# YOUR OBJECTIVE
A faithful copy of all the data below, please; leave no line out.

# RECORDED DATA
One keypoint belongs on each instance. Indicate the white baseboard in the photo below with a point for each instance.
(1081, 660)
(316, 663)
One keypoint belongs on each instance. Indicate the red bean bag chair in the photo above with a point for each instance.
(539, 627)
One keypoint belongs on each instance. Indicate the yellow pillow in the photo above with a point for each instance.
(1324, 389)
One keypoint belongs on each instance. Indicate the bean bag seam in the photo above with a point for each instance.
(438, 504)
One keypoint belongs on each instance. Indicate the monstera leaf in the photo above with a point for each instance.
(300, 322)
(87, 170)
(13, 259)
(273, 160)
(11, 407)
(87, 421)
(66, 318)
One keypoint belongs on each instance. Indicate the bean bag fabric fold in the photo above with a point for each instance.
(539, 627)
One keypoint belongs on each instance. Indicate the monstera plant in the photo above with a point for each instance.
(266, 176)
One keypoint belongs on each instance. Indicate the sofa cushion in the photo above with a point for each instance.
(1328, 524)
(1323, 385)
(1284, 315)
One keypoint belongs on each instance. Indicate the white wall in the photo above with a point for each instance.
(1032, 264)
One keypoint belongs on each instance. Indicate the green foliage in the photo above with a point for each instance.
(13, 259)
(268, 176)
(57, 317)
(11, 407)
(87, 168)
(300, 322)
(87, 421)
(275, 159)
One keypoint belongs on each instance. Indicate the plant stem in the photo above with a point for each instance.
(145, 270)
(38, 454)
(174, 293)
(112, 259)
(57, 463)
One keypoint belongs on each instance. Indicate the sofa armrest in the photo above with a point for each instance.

# WRITTEN REPLY
One keypoint belongs on each instance. Indicate the white baseboard in the photo below with a point for each instance.
(1081, 660)
(316, 663)
One keypoint belongs on each instance. Indicate the red bean bag chair in the photo above with a point for each instance.
(539, 627)
One keypoint belongs on each instance. Indicate the yellow pillow in the photo above with a point for each instance.
(1324, 389)
One keypoint belongs on each instance. Indicate the bean bag seam in the photo above with a point for each instance.
(438, 504)
One keypoint belongs on each instance. Indicate the monstera leaf in the photo above with a point for each instance.
(300, 322)
(87, 170)
(13, 259)
(273, 160)
(11, 407)
(87, 421)
(66, 318)
One keypoint belongs on each instance. Indicate the bean bag fabric fold in the photo above with a point for each instance.
(539, 627)
One keypoint belongs on each instance. Indicate the monstera plant in the photo above with a point for each instance.
(266, 176)
One keypoint belongs on each instance. Indicate the sofa cushion in the photo above with a point for each instance.
(1328, 524)
(1323, 385)
(1284, 315)
One keypoint belongs on each instance. Indicate the white wall in the photo above with a point for each instance.
(1032, 264)
One keypoint belongs on each instance. Indicate the green foliage in the photo above with a point for each instance.
(13, 259)
(268, 176)
(57, 317)
(11, 407)
(87, 168)
(300, 322)
(87, 421)
(275, 159)
One keypoint belongs on each instance. Indicate the plant stem in the photo above with a point for each instance.
(145, 270)
(38, 454)
(174, 293)
(112, 259)
(57, 463)
One keypoint belongs on each instance. Indicate the sofa armrest in the photo above with a point for each instance.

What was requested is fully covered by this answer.